◆ **DOCUMENT PASSAGE**:
■ ■ ■ ■

The second reading is harder to discount. Microsoft is uniquely positioned to know what enterprise-scale Claude usage actually costs, because its own engineers were the heaviest users outside Anthropic’s customer base. Inside Experiences and Devices, Claude Code had become, by several accounts, the preferred tool.
If the maths had improved with scale, this would be the moment Microsoft locked in a multi-year deal at favourable terms. Instead, it is unwinding the experiment in a window that conveniently closes the books on a fiscal year.
When the company with the most leverage in the room walks away from a vendor whose product its own staff prefer, the signal is not about preference.
Whether this constitutes a bubble depends on definitions. Token-level pricing will fall, as it has fallen at roughly a factor of ten every eighteen months for the past three years. The more interesting question is whether per-task token consumption falls faster than per-token cost.
The evidence so far runs the other way. Each generation of agentic system, by design, consumes more tokens per unit of work, because it reasons longer, plans more elaborately and verifies itself against the world.

■ ■ ■ ■

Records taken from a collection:
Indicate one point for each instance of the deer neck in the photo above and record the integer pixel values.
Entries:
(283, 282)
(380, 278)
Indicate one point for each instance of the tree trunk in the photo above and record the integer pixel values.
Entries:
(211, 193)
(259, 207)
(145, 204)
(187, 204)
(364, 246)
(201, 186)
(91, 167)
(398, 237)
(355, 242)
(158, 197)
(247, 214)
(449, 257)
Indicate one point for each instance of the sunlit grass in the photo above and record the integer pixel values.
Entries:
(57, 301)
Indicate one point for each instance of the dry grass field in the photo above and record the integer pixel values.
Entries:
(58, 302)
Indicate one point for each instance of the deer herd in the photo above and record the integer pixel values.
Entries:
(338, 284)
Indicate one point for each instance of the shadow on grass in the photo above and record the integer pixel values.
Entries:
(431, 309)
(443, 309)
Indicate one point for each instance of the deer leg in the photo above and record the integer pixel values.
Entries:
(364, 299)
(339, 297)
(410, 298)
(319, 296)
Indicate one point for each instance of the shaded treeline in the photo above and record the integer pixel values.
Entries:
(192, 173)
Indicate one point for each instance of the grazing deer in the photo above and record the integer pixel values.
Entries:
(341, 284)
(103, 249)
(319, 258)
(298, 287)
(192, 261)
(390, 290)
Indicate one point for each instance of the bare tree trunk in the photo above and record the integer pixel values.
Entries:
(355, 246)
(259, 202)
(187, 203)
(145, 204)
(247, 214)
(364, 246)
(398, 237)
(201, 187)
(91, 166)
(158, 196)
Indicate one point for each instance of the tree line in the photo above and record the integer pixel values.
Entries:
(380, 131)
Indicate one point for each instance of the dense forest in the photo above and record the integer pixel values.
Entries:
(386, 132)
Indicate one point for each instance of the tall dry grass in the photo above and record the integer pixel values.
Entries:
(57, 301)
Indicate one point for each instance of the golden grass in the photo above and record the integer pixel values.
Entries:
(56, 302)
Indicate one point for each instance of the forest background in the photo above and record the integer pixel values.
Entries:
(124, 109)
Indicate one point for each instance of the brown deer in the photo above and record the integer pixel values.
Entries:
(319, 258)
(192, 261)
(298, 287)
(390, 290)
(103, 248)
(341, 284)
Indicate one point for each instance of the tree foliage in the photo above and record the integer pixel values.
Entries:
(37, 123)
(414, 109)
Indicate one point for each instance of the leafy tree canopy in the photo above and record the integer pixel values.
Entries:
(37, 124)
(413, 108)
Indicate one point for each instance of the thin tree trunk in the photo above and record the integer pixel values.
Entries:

■ ■ ■ ■

◆ **ACTION ITEM A**: In the passage on Claude usage costs, how fast has token-level pricing fallen over the past three years?
◆ **ACTION ITEM B**: Reproduce, word for word, everything in the passage on Claude usage costs from "If the maths" down to "a fiscal year.".

◆ **EXERCISE ANSWER A**: By roughly a factor of ten every eighteen months.

◆ **EXERCISE ANSWER B**:
If the maths had improved with scale, this would be the moment Microsoft locked in a multi-year deal at favourable terms. Instead, it is unwinding the experiment in a window that conveniently closes the books on a fiscal year.